EXTRAIT SOURCE:
----

Quand, en 2002, une affiche annonçant un colloque organisé par Présence Musulmane Canada, sur le thème « La communauté musulmane au Québec : un an après le 11 septembre », et comptant parmi les conférenciers un certain Ramadan, je pensais à Hani, dont j’avais assisté à une conférence à l’Université Laval au Québec. C’est seulement une fois sur place, que j’apprenais que le Ramadan en question était son jeune frère Tariq, que je découvrais pour la première fois.

Cette rencontre me laissait sceptique, car je nourrissais quelques réserves sur les réflexions de ce dernier, que je trouvais particulièrement « tendres » en raison de son caractère nuancé. Je décidais donc, pour mieux appréhender son discours, de me procurer certains de ses écrits et autres cassettes, à l’image de Caroline Fourest, dont je reconnais ne pas avoir lu le livre Frère Tariq, du fait qu’il relève plus de l’idéologie que de l’investigation.

En revanche, la lecture des écrits de Tariq Ramadan me perturba quelque peu. L’auteur utilisait des concepts que je maîtrisais très bien, dont certains avaient été formulés par des savants réformateurs de la trempe de Ghazali.

----

DONNÉES EXTRAITES:
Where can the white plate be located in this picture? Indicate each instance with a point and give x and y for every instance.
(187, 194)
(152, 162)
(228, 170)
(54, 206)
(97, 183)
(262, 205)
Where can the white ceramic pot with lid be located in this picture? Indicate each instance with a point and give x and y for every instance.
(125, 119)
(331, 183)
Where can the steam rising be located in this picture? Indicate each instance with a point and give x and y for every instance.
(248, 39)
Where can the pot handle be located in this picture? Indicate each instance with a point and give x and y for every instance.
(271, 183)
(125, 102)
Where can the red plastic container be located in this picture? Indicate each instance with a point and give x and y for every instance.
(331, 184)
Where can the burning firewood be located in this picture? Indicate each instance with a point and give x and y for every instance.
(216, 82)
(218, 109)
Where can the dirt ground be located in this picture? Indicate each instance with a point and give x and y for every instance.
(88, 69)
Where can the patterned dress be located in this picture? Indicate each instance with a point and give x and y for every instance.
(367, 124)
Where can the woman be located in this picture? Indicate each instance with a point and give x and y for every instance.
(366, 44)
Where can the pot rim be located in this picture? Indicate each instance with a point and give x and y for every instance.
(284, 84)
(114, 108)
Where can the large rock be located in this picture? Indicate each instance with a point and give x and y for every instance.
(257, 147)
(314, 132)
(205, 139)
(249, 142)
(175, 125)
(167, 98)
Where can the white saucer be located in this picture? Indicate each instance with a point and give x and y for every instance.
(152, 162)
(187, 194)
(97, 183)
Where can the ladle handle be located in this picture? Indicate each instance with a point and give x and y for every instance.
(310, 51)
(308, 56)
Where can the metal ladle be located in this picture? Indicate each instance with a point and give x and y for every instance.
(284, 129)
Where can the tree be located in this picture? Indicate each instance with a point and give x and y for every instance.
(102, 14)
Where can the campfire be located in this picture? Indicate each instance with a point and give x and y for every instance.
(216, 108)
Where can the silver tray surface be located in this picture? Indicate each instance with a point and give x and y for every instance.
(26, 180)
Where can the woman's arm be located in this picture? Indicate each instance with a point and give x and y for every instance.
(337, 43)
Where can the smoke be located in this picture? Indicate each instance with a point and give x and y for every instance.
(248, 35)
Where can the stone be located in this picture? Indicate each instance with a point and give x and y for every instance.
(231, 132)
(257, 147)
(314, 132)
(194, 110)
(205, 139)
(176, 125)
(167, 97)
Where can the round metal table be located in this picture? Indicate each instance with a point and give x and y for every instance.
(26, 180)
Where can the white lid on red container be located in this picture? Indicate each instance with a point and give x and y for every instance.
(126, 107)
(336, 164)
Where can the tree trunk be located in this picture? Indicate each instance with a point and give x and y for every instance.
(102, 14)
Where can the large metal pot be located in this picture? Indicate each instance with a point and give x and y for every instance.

----

SÉRIE D'EXERCICES:
a) Recopiez le passage de l'extrait source qui commence par "En revanche, la" et se poursuit jusqu'à "trempe de Ghazali.".
b) Répondez à ces questions d'après l'extrait source :
(i) Quel était le thème du colloque annoncé par l'affiche en 2002 ?
(ii) Quel livre de Caroline Fourest n'a pas été lu, selon l'extrait ?
(iii) Quel savant réformateur est nommé dans le dernier paragraphe ?

CORRIGÉ DES EXERCICES:
a)
En revanche, la lecture des écrits de Tariq Ramadan me perturba quelque peu. L’auteur utilisait des concepts que je maîtrisais très bien, dont certains avaient été formulés par des savants réformateurs de la trempe de Ghazali.

b)
(i) « La communauté musulmane au Québec : un an après le 11 septembre »
(ii) Frère Tariq
(iii) Ghazali